## Work to do
Render the rows below as a two-column CSV with the columns instruction and points, one line per row. Put each row's text and its answer in their own quoted fields, turn line breaks into spaces, and leave out the pictures.

## Listed entries
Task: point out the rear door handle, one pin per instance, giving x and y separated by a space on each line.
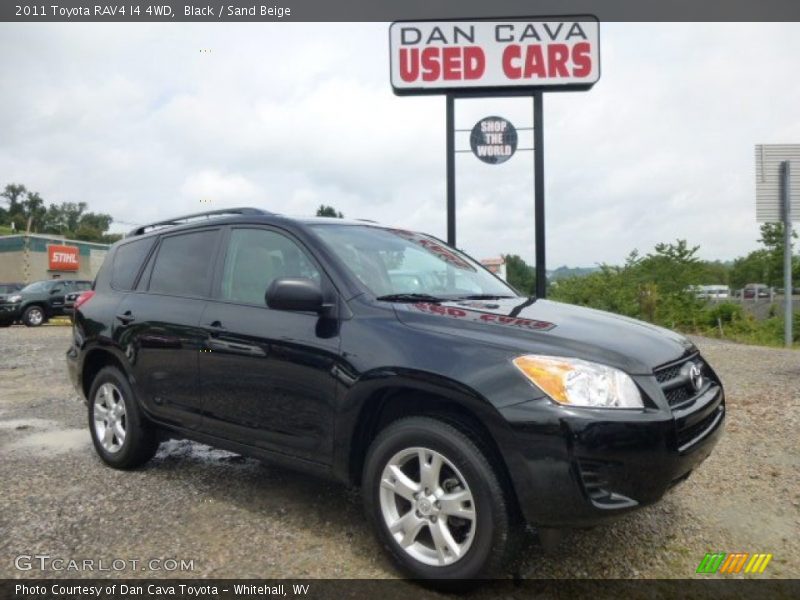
126 317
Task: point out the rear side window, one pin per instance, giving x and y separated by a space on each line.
183 264
127 261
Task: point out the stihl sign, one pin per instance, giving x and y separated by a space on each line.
63 258
437 56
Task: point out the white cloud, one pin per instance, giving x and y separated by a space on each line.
136 121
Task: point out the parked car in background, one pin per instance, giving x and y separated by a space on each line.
6 289
69 299
383 358
38 302
756 290
712 292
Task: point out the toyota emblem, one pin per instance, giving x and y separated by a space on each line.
696 376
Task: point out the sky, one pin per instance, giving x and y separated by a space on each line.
147 121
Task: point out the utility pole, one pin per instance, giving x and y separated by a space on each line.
787 253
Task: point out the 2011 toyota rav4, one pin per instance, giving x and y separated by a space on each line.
383 357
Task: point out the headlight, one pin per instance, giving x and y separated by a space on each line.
576 382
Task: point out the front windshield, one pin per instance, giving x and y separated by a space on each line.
394 261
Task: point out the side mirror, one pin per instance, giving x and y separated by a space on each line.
294 293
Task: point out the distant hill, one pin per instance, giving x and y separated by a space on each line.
565 271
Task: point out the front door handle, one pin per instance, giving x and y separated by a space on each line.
235 348
216 326
126 317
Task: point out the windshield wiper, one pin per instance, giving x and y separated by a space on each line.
410 298
484 297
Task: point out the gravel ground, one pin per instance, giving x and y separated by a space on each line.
237 517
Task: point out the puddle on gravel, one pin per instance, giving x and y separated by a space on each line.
48 442
25 424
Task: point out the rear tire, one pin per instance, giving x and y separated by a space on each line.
436 502
121 435
33 316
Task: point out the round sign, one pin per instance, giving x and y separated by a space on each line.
493 140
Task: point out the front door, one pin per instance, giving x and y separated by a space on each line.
158 326
266 375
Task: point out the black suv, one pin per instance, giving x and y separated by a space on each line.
36 303
382 357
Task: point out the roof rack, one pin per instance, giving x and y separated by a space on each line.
194 216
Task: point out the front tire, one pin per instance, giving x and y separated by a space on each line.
33 316
436 502
121 435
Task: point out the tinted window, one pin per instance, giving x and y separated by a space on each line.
256 257
183 264
127 262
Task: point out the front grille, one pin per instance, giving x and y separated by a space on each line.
687 435
681 393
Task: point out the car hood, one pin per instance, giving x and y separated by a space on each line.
552 328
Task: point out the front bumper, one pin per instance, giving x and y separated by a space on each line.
579 467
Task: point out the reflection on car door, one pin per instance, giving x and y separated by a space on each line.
266 375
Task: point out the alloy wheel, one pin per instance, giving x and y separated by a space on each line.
427 506
109 418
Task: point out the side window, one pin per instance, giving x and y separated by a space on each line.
183 264
127 262
255 258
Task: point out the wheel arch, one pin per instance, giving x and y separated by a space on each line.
374 407
96 359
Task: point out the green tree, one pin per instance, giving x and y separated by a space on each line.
328 211
520 274
14 195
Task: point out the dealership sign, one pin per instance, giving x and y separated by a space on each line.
436 56
493 140
62 258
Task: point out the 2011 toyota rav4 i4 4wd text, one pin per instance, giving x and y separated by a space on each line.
382 357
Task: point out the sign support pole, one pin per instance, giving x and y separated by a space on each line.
451 171
787 253
538 194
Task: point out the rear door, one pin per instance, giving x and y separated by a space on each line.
267 376
157 324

## Answer to this problem
instruction,points
"Task: point out the rear door handle, one pin per instance, giving x and y separated by a space on each line.","126 317"
"Task: point out the rear side window, one pin per instance, giving x and y separated by a space on each line.","183 264 127 261"
"Task: point out the stihl sign, one pin per instance, giving x and y separated by a space on each line.","63 258 437 56"
"Task: point out the white cloud, one pin per instance, giving x and y separated by a space on each line.","136 121"
"Task: point out the parked car in background, one pin per instance, giving x and y separated by a space on each line.","6 289 69 299 383 358 38 302 756 290 712 292"
"Task: point out the toyota emblem, one pin per instance, giving x and y separated by a space on each line.","696 376"
"Task: point out the sky, one pin per instance, giving x and y separated by a space on each line.","147 121"
"Task: point out the utility pole, one pin per instance, giving x and y separated by a space on each line.","787 253"
"Task: point out the 2011 toyota rav4, one pin per instance, giving x and y separated by a space on each line.","383 357"
"Task: point out the headlight, one pin per instance, giving x and y separated by a space on each line.","576 382"
"Task: point out the front windshield, one pin per instance, giving x and y separated by a space on each line.","394 261"
"Task: point out the side mirror, one pin per instance, giving x and y separated by a space on each line.","294 293"
"Task: point out the distant hill, one pin per instance, giving x and y separated by a space on each line.","565 271"
"Task: point out the front door handle, one pin per instance, giving x and y separated by a space on each line.","235 348 216 326 126 317"
"Task: point out the windshield wiper, one pin per instance, giving x and y separated by a space on each line.","410 298 484 297"
"Task: point out the gravel ground, one pin per instance, giving x and y separated by a space on each line.","237 517"
"Task: point out the puddle on gravel, one pin per instance, giving x and y separated by a space on each line.","48 442 25 424"
"Task: point out the rear tire, one pin per instance, giving x and y separated by a space on each line.","436 502 121 435 33 316"
"Task: point out the round sign, one pin per instance, giving x and y separated by a space on each line.","493 140"
"Task: point out the front door, one pin per instance, giving x and y separated by a space on each line.","158 326 266 375"
"Task: point out the black suv, one pin per instance, giving x and y separated by a space on each line.","36 303 382 357"
"Task: point out the roof rack, one pin per instance, giving x and y separated by a space on each line.","194 216"
"Task: point out the front tire, one pin per instance, giving x and y separated by a space on each line.","33 316 436 502 121 435"
"Task: point out the tinted window, one pin per instance, giving x and y separated by a space on each line.","256 257 183 264 127 262"
"Task: point out the front grille, one pin per instance, giving x and y separated by a space on each line.","687 435 681 393"
"Task: point out the car hood, one pin per instance, giving x and y separated by a space on each line.","552 328"
"Task: point out the front bumper, one pin per instance, giving x and y separated by a space on each line.","579 467"
"Task: point out the reflection on car door, one pin per instance, giving x and y separated by a space on each line.","266 375"
"Task: point out the alloy wheel, one pin per instance, giving x and y separated by a space on each line.","427 506 109 418"
"Task: point out the side window, one pin per instance, giving x and y separated by a space on each line.","183 264 127 262 255 258"
"Task: point out the wheel arch, one pin per instance, giving x and y separated by a space on each line.","374 407 96 359"
"Task: point out the green tree, one pin per instance, giving x and y separated by a space on each line.","328 211 520 274 14 195"
"Task: point out the dealership sign, one pin per instance, giving x and y separated by a space on each line.","436 56 493 140 62 258"
"Task: point out the 2011 toyota rav4 i4 4wd text, one pin per instance, giving x and y separated by a space on each line.","382 357"
"Task: point out the sign support pole, one pin per instance, giving x and y separated by a space on each line.","451 171 787 253 538 194"
"Task: point out the rear door, one pin per instance, giving x and y separated by a space on each line.","267 376 157 324"